The AGHS is a hybrid software, digital and radio frequency (RF) GPS simulator design. The AGHS architecture leverages NAVSYS’ Digital Storage Receiver (DSR) data recorder and remodulator capability to allow record and playback of real-world GPS signals from field tests. The hybrid simulator can also be used to generate simulated digital signal sets using profiles generated by NAVSYS’ MATLAB Signal Simulation capability. The recorded signals can either be played back as an RF signal into GPS receivers under test or can be directly played back as a digital signal into a compatible digital GPS receiver, such as the NAVSYS HAGR product. Data can be recorded and played back from either a single antenna element or from an array of antenna elements. This allows both the signal characteristics and the signal wavefront to be preserved in a test environment.

The AGHS is available on a lease basis only. For terms and conditions, please contact Debbie Westra.

============

Write out the passage of the AGHS description verbatim, starting at "The AGHS is a hybrid" and ending at "a test environment.". The items that come next have no connection to the AGHS description.

[GIVEN INFORMATION]
============

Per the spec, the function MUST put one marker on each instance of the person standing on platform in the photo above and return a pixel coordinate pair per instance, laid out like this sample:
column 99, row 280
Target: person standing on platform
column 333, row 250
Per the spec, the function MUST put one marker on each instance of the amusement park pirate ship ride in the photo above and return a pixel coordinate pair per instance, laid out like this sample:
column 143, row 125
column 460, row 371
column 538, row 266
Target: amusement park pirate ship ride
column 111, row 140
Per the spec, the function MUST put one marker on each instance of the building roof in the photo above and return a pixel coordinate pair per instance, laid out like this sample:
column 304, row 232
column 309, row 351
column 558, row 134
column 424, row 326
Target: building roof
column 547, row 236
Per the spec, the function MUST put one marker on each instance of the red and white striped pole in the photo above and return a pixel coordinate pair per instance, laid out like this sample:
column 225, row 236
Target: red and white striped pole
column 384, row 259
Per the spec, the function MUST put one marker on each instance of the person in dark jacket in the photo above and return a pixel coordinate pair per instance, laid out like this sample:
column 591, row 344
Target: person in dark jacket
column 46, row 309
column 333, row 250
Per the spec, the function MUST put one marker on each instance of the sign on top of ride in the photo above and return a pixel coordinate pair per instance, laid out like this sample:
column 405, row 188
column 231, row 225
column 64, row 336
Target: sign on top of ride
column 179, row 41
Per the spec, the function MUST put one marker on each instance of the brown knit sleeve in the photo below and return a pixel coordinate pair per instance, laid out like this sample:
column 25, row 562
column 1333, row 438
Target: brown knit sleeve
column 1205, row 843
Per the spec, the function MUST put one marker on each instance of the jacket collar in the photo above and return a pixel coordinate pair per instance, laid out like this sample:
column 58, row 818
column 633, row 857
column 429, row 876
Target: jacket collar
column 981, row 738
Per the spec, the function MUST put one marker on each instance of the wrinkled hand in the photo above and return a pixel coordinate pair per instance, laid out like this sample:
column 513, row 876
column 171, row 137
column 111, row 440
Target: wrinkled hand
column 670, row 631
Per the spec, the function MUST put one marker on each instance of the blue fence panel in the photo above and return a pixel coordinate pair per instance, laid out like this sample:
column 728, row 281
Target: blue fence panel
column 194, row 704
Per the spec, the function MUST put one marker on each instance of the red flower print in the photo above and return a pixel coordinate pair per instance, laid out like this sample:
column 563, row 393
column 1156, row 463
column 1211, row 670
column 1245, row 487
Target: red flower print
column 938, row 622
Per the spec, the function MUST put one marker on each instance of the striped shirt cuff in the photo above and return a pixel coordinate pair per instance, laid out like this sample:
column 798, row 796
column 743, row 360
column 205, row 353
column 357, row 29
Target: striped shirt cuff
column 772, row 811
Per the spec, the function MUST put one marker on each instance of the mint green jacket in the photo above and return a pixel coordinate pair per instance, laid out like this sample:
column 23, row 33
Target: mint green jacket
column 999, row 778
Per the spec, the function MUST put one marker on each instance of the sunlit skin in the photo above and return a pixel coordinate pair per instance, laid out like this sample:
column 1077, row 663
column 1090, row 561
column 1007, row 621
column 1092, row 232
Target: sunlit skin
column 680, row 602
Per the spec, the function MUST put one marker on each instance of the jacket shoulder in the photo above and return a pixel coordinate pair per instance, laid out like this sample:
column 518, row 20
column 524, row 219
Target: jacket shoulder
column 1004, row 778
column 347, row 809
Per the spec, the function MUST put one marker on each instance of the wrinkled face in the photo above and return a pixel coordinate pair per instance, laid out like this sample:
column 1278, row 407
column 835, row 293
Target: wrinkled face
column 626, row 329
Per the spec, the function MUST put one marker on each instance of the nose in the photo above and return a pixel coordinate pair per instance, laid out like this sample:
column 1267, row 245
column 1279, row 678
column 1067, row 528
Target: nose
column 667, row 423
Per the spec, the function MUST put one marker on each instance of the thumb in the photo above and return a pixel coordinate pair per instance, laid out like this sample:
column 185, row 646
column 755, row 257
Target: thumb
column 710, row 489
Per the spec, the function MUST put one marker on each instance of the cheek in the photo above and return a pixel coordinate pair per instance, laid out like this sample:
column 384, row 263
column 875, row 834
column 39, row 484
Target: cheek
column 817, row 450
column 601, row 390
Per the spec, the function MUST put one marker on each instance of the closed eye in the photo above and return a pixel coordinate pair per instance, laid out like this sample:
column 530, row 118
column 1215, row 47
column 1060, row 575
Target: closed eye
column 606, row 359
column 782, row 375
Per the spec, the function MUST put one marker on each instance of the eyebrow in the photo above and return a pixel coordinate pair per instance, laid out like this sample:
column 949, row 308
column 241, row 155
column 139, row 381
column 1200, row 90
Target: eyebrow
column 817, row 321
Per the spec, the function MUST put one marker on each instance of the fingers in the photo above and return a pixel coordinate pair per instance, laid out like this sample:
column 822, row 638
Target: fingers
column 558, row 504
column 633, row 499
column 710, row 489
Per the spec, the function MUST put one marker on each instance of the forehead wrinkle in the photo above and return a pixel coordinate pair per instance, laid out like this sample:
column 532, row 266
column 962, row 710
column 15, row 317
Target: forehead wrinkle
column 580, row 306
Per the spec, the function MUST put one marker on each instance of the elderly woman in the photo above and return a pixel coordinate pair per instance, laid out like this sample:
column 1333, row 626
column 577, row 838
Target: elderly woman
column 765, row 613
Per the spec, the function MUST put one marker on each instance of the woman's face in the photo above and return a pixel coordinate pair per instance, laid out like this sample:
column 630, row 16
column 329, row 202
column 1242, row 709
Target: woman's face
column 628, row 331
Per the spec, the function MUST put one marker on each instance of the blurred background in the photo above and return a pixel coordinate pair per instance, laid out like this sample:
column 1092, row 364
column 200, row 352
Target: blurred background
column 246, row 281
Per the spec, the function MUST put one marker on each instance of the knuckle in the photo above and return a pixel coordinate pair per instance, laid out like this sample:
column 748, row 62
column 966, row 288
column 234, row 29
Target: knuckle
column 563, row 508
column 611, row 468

============

[FINISHED EXERCISE]
The AGHS is a hybrid software, digital and radio frequency (RF) GPS simulator design. The AGHS architecture leverages NAVSYS’ Digital Storage Receiver (DSR) data recorder and remodulator capability to allow record and playback of real-world GPS signals from field tests. The hybrid simulator can also be used to generate simulated digital signal sets using profiles generated by NAVSYS’ MATLAB Signal Simulation capability. The recorded signals can either be played back as an RF signal into GPS receivers under test or can be directly played back as a digital signal into a compatible digital GPS receiver, such as the NAVSYS HAGR product. Data can be recorded and played back from either a single antenna element or from an array of antenna elements. This allows both the signal characteristics and the signal wavefront to be preserved in a test environment.